__WHAT IS REQUIRED__. Pick up the account of the women's figure skating event at the 2022 Beijing Winter Olympics after its last sentence and carry it forward.

__TEXT SHOWN__.
In this history of the women's figure skating event at the 2022 Beijing Winter Olympic Games, people who watched are more likely to remember the emotion and chaos immediately after the competition than who actually won.
For the record, Russia's Anna Shcherbakova won the gold. Russian teammate Alexandra Trusova leaped to silver with her quad-packed program while Kaori Sakamoto of Japan held onto the bronze medal.
But their performances were ultimately overshadowed as all eyes were on Kamila Valieva. The 15-year-old, who was the favorite heading in but has been under a microscope over a failed doping test from December, fell twice in an error-filled free skate and tumbled to fourth place.
The first response by her coach? Criticism.
“Why did you let it go? Why did you stop fighting?” cameras caught Eteri Tutberidze — the notoriously strict coach who will be investigated over Valieva's failed drug test — telling the teen.
Valieva was in tears for several minutes after the skate and hearing her coach's comments.

__RECORDED INFORMATION__.
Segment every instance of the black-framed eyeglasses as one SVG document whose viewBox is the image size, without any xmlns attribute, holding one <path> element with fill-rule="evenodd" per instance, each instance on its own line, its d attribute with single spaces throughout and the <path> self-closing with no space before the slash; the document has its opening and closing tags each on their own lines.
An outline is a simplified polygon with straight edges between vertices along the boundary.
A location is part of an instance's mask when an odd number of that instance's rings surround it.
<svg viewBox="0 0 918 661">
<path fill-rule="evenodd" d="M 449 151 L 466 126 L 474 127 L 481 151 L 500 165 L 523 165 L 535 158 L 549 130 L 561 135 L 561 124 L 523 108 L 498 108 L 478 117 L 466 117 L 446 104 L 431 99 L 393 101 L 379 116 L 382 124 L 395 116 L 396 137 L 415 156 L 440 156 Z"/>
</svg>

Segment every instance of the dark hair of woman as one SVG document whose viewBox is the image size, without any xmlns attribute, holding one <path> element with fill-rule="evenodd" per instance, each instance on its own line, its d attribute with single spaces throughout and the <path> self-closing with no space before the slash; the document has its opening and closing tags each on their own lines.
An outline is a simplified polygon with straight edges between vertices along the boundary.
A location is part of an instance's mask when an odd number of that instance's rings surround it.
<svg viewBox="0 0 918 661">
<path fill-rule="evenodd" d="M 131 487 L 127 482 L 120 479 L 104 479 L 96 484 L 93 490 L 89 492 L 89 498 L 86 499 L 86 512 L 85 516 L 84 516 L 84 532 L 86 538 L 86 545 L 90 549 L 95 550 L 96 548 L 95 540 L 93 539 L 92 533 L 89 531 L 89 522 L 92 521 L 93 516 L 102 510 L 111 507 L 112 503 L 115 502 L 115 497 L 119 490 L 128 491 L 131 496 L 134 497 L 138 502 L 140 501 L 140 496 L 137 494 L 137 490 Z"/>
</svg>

__OUTPUT BELOW__.
International Olympic Committee President Thomas Bach said he was disturbed by the intense pressure on the young skaters, particularly Valieva, and criticized her coaches without naming Tutberidze.
“When I afterwards saw how she was received by her closest entourage, with such, what appeared to be a tremendous coldness, it was chilling to see this,” he said at a news conference Friday. “Rather than giving her comfort, rather than to try to help her, you could feel this chilling atmosphere, this distance.”
Trusova was also in tears, but they were from anger. She appeared to criticize the judging that landed her in second place despite making history with those five quads. No woman had ever done more than two in Olympic competition before Thursday.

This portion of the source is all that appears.